## start
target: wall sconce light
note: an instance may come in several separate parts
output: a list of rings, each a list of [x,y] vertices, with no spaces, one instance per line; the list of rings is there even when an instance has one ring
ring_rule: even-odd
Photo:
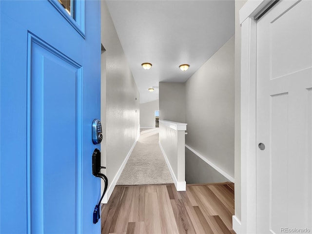
[[[181,64],[179,66],[180,69],[182,70],[183,72],[185,72],[190,67],[190,65],[189,64]]]
[[[152,67],[152,63],[149,62],[143,62],[141,65],[145,70],[148,70]]]

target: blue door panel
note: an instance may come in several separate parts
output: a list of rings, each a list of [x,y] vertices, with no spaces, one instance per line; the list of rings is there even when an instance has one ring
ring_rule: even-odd
[[[85,39],[47,0],[0,4],[0,233],[99,233],[100,2]]]
[[[12,227],[11,233],[23,233],[26,228],[26,160],[20,157],[26,151],[26,80],[20,78],[27,71],[25,64],[20,66],[27,57],[27,31],[3,14],[0,17],[0,233],[9,233],[6,230],[12,230]],[[23,40],[14,41],[15,37]]]
[[[30,183],[27,185],[31,197],[31,230],[33,233],[76,233],[77,217],[68,215],[68,212],[76,213],[78,205],[76,119],[80,118],[77,110],[81,103],[77,103],[76,99],[80,68],[45,45],[45,48],[30,44],[31,134],[27,139],[31,146]]]

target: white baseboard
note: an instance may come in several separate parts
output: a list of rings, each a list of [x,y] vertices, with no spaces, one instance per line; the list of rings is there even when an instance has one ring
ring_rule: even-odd
[[[208,159],[206,158],[205,157],[204,157],[200,154],[199,154],[199,153],[197,152],[195,150],[194,150],[194,149],[192,149],[192,148],[191,148],[188,145],[186,144],[185,145],[185,147],[186,148],[187,148],[189,150],[190,150],[191,151],[193,152],[195,155],[196,155],[196,156],[197,156],[198,157],[200,157],[205,162],[206,162],[206,163],[209,164],[211,167],[212,167],[212,168],[214,168],[216,171],[217,171],[219,173],[220,173],[221,175],[222,175],[224,177],[225,177],[227,179],[228,179],[231,182],[232,182],[234,183],[234,178],[233,178],[232,176],[230,176],[229,174],[228,174],[224,171],[222,170],[221,168],[220,168],[219,167],[216,166],[215,164],[213,163],[212,162],[209,161]]]
[[[171,165],[170,165],[170,163],[169,162],[169,160],[167,157],[167,155],[164,151],[163,148],[162,148],[162,146],[160,143],[160,141],[158,142],[159,144],[159,147],[160,147],[160,150],[161,150],[161,152],[162,153],[162,155],[164,156],[164,157],[165,158],[165,160],[166,161],[166,163],[168,166],[168,168],[169,169],[169,171],[170,172],[170,174],[171,174],[171,177],[172,177],[173,179],[174,180],[174,183],[175,183],[175,186],[176,186],[176,189],[177,191],[185,191],[186,190],[186,182],[185,181],[178,181],[176,179],[176,175],[175,173],[174,173],[174,171],[172,170],[172,168],[171,167]]]
[[[118,172],[117,172],[117,174],[115,176],[115,177],[114,177],[114,179],[112,181],[112,183],[111,183],[110,185],[107,188],[106,193],[105,193],[105,195],[104,195],[104,197],[103,197],[103,199],[102,200],[102,202],[101,202],[102,203],[106,204],[108,201],[109,198],[111,197],[111,195],[113,193],[114,189],[115,188],[115,186],[116,186],[117,181],[118,181],[118,179],[119,179],[119,177],[120,177],[120,175],[121,175],[121,173],[122,172],[123,169],[125,168],[125,166],[126,165],[126,164],[128,161],[128,159],[130,156],[130,155],[131,155],[131,153],[132,153],[132,151],[133,151],[133,149],[134,149],[135,146],[136,146],[136,144],[137,142],[137,140],[136,140],[136,141],[135,141],[135,143],[133,143],[133,145],[132,145],[131,149],[130,149],[130,150],[129,150],[129,152],[128,153],[128,154],[127,155],[127,156],[126,156],[125,160],[123,160],[123,162],[122,162],[121,166],[120,166],[120,167],[118,170]]]
[[[233,223],[233,228],[234,232],[235,232],[236,234],[241,234],[242,224],[240,221],[239,221],[235,215],[233,215],[232,221]]]

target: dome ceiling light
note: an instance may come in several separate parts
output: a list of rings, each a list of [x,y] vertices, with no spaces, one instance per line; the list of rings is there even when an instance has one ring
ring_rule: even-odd
[[[190,67],[190,65],[189,64],[181,64],[179,66],[180,69],[182,70],[183,72],[185,72]]]
[[[143,62],[141,65],[145,70],[148,70],[152,67],[152,63],[149,62]]]

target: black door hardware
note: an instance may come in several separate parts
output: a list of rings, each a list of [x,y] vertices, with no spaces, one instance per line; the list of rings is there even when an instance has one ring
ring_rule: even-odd
[[[105,169],[105,167],[101,166],[101,152],[98,149],[96,149],[92,154],[92,174],[96,177],[101,178],[104,180],[105,186],[104,191],[101,196],[101,198],[97,205],[96,205],[93,211],[93,223],[97,223],[100,218],[101,201],[104,197],[104,194],[107,189],[107,177],[105,175],[100,173],[101,169]]]

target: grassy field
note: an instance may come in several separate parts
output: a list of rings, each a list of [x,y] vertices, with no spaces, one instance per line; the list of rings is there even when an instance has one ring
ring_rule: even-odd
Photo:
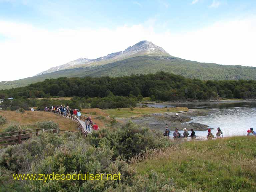
[[[49,99],[52,100],[68,100],[70,101],[73,98],[73,97],[61,97],[61,99],[60,98],[60,97],[49,97]],[[37,98],[37,99],[41,100],[43,99],[44,98]]]
[[[0,115],[2,115],[7,119],[7,123],[0,126],[0,131],[13,122],[25,125],[47,121],[52,121],[58,123],[60,129],[61,130],[77,131],[76,129],[77,126],[74,121],[47,112],[26,111],[22,114],[14,111],[0,111]]]
[[[135,162],[139,175],[154,170],[187,191],[256,191],[255,137],[186,142]]]
[[[141,116],[152,113],[160,113],[165,112],[177,112],[180,111],[188,111],[186,107],[169,108],[153,108],[152,107],[134,107],[133,111],[130,108],[106,109],[104,111],[112,117],[126,118],[141,117]]]

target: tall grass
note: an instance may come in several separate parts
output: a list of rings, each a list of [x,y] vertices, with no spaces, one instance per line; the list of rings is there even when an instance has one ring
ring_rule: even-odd
[[[247,192],[256,191],[255,157],[256,137],[239,137],[185,142],[132,162],[140,175],[154,170],[181,189]]]

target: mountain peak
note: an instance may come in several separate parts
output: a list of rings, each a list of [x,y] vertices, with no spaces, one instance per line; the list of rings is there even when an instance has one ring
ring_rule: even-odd
[[[145,55],[170,56],[162,47],[156,45],[151,41],[141,41],[133,46],[129,47],[123,51],[113,53],[96,59],[89,59],[80,58],[66,64],[52,67],[36,76],[68,68],[75,68],[77,67],[85,67],[104,65],[127,58]]]
[[[169,55],[162,47],[155,45],[151,41],[144,40],[137,43],[132,47],[129,47],[123,53],[131,52],[132,54],[140,54],[146,55]]]

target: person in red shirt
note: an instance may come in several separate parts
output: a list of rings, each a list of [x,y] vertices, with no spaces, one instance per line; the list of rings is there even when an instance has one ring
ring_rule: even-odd
[[[98,125],[96,124],[96,123],[94,123],[94,124],[93,125],[93,127],[92,128],[94,130],[98,130],[99,127],[98,126]]]

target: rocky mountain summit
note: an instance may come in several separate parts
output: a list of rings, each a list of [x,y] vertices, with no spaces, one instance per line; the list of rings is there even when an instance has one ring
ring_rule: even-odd
[[[66,64],[52,67],[37,74],[35,76],[67,69],[101,65],[133,56],[147,55],[170,55],[162,47],[155,45],[152,42],[142,41],[132,47],[129,47],[123,51],[113,53],[103,57],[92,59],[79,58]]]

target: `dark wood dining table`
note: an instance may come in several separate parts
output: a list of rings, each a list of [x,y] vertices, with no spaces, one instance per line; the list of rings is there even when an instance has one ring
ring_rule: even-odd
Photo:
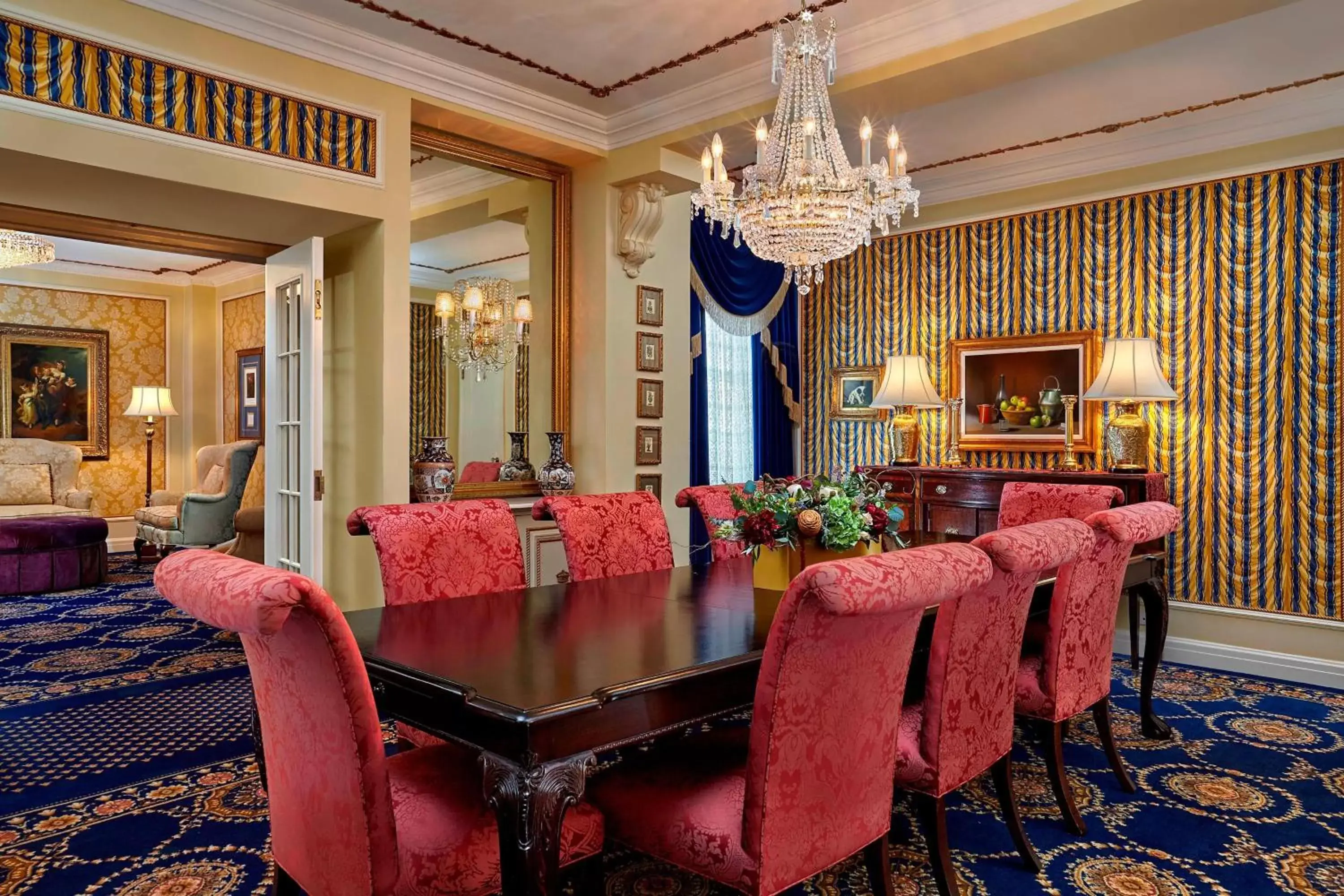
[[[1141,677],[1149,736],[1161,736],[1152,684],[1165,638],[1156,625],[1165,619],[1163,560],[1136,555],[1126,575],[1126,587],[1144,591],[1149,619]],[[1038,586],[1034,611],[1048,606],[1051,587],[1052,579]],[[504,896],[552,896],[563,814],[583,795],[597,754],[749,708],[782,598],[755,588],[751,560],[741,559],[345,619],[382,713],[481,751]],[[922,686],[934,614],[925,617],[910,688]]]

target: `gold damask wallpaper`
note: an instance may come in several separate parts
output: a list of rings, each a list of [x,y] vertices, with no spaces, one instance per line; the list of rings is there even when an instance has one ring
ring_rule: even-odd
[[[99,516],[130,516],[145,502],[145,434],[121,412],[132,387],[167,384],[167,308],[155,298],[0,285],[4,322],[108,330],[110,451],[83,462]],[[155,488],[163,488],[163,437],[155,442]]]
[[[226,442],[234,441],[238,424],[238,357],[239,351],[266,344],[266,296],[243,296],[223,305],[224,369],[224,431]]]

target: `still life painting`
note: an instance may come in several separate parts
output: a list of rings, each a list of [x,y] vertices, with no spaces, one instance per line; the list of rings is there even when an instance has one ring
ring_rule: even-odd
[[[0,437],[65,442],[108,457],[108,332],[0,324]]]
[[[1064,445],[1064,395],[1082,395],[1095,375],[1091,330],[952,340],[952,395],[962,398],[961,446],[1051,451]],[[1098,406],[1079,402],[1074,450],[1097,443]]]

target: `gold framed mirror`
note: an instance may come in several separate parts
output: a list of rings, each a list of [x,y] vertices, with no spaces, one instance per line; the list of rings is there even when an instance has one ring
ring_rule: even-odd
[[[569,433],[570,179],[564,165],[411,126],[411,453],[448,437],[454,500],[540,494],[546,434]],[[485,306],[469,314],[473,287]],[[478,321],[501,317],[484,337]],[[517,478],[528,466],[532,478]]]

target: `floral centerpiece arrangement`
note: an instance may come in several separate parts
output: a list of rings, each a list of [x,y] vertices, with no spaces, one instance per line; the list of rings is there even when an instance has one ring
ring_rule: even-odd
[[[757,560],[761,548],[805,551],[816,545],[829,552],[824,559],[880,549],[883,535],[899,543],[896,532],[905,519],[900,508],[887,501],[882,485],[859,473],[840,480],[765,476],[761,485],[747,482],[734,489],[732,508],[738,517],[715,520],[714,537],[741,541],[743,553]]]

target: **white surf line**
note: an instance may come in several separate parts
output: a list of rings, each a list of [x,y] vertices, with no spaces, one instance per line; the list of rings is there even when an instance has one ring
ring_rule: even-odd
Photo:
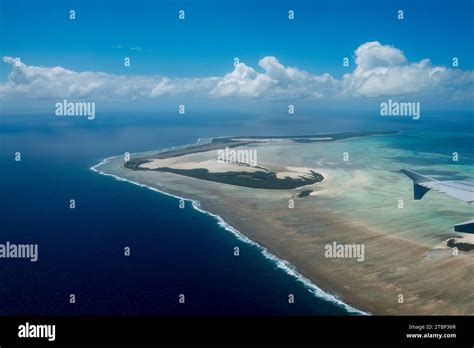
[[[314,284],[311,280],[309,280],[308,278],[303,276],[301,273],[299,273],[296,270],[295,266],[293,266],[290,262],[288,262],[286,260],[283,260],[283,259],[280,259],[277,256],[273,255],[270,251],[268,251],[267,248],[261,246],[260,244],[258,244],[255,241],[249,239],[248,237],[243,235],[240,231],[238,231],[237,229],[235,229],[234,227],[229,225],[219,215],[213,214],[213,213],[211,213],[207,210],[202,209],[201,204],[199,203],[199,201],[196,201],[196,200],[193,200],[193,199],[190,199],[190,198],[184,198],[184,197],[176,196],[176,195],[173,195],[171,193],[158,190],[157,188],[150,187],[150,186],[147,186],[145,184],[139,183],[137,181],[128,180],[128,179],[122,178],[118,175],[105,173],[104,171],[97,169],[98,167],[110,162],[110,160],[112,160],[114,158],[117,158],[117,157],[122,157],[122,156],[113,156],[113,157],[105,158],[103,161],[101,161],[100,163],[97,163],[96,165],[93,165],[89,169],[96,172],[96,173],[98,173],[98,174],[100,174],[100,175],[110,176],[110,177],[114,178],[117,181],[126,181],[130,184],[137,185],[137,186],[140,186],[140,187],[144,187],[144,188],[147,188],[149,190],[161,193],[161,194],[169,196],[169,197],[174,197],[174,198],[177,198],[177,199],[180,199],[180,200],[183,200],[183,201],[191,202],[191,204],[192,204],[192,206],[195,210],[199,211],[200,213],[212,216],[214,219],[217,220],[217,223],[220,227],[224,228],[228,232],[231,232],[237,239],[239,239],[240,241],[242,241],[244,243],[253,245],[253,246],[257,247],[258,249],[260,249],[260,252],[262,253],[262,255],[266,259],[274,262],[277,265],[278,268],[285,271],[286,274],[294,277],[297,281],[302,283],[305,286],[305,288],[309,292],[311,292],[314,296],[316,296],[318,298],[322,298],[322,299],[324,299],[328,302],[332,302],[334,304],[337,304],[338,306],[343,307],[349,313],[360,314],[360,315],[370,315],[371,314],[369,312],[364,312],[364,311],[361,311],[357,308],[354,308],[354,307],[348,305],[347,303],[345,303],[341,299],[339,299],[339,297],[336,296],[336,295],[325,292],[324,290],[322,290],[321,288],[316,286],[316,284]]]

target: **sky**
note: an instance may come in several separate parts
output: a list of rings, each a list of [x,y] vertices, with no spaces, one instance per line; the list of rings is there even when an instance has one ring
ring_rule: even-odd
[[[0,4],[0,102],[7,110],[19,100],[63,98],[347,107],[391,97],[472,109],[473,1]]]

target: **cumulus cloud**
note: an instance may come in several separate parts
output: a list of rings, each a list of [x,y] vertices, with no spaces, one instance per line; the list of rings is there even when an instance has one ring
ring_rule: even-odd
[[[342,79],[314,75],[288,67],[273,56],[262,58],[259,69],[235,65],[224,76],[174,78],[77,72],[63,67],[15,64],[0,84],[0,98],[138,99],[172,95],[208,98],[327,99],[417,95],[445,99],[473,99],[474,72],[433,66],[429,59],[409,62],[404,53],[377,41],[354,51],[356,68]]]
[[[356,69],[343,76],[344,91],[354,96],[443,95],[474,97],[474,73],[432,66],[429,59],[409,63],[398,48],[367,42],[355,50]]]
## end
→ **PROMPT**
Copy the rows from the line with "target: **cumulus cloud**" through the end of the rows, swapping "vertices" for "points" and leaving everything else unchanged.

→ **FULL ANSWER**
target: **cumulus cloud**
note: an instance may come in several separate parts
output: a list of rings, each a list of [x,y] points, with no spaces, one instance per line; the list of rings is there even when an instance has one ring
ring_rule: even-odd
[[[342,79],[314,75],[288,67],[273,56],[262,58],[259,69],[235,65],[224,76],[174,78],[77,72],[63,67],[15,64],[0,84],[0,98],[138,99],[172,95],[208,98],[327,99],[417,95],[445,99],[473,99],[474,72],[433,66],[429,59],[409,62],[404,53],[377,41],[354,51],[356,68]]]
[[[356,69],[343,76],[344,91],[354,96],[443,95],[474,97],[474,73],[432,66],[429,59],[409,63],[398,48],[367,42],[355,50]]]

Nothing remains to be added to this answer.